[Start Task material]
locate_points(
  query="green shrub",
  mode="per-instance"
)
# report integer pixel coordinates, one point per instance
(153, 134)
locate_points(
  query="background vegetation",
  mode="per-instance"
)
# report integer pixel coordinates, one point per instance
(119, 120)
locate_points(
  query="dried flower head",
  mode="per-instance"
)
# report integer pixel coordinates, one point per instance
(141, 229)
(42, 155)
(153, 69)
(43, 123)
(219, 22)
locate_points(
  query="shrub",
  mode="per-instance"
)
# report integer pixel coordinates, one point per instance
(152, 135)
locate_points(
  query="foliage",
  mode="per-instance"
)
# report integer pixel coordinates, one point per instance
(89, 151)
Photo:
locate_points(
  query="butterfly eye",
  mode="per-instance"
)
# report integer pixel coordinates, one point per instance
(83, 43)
[End Task material]
◆ Work instructions: Faithfully transcribe the whole of the data.

◆ Written response:
locate_points(
  query="green shrub",
  mode="per-instance"
)
# report integer pixel coordinates, one point per instance
(153, 134)
locate_points(
  query="background vegetation",
  mode="per-instance"
)
# report integer pixel coordinates, one point per instance
(119, 120)
locate_points(
  query="dried flower head",
  mode="per-instance"
)
# report integer pixel coordinates, one point per instance
(141, 229)
(42, 155)
(153, 69)
(43, 123)
(219, 22)
locate_points(
  query="shrub",
  mode="per-instance"
)
# report integer pixel coordinates, one point per instance
(152, 135)
locate_points(
  query="foliage",
  mode="per-instance"
)
# report integer pixel coordinates, one point per instance
(89, 151)
Photo:
locate_points(
  query="butterfly eye",
  mode="per-instance"
)
# report integer pixel coordinates, one point per instance
(83, 43)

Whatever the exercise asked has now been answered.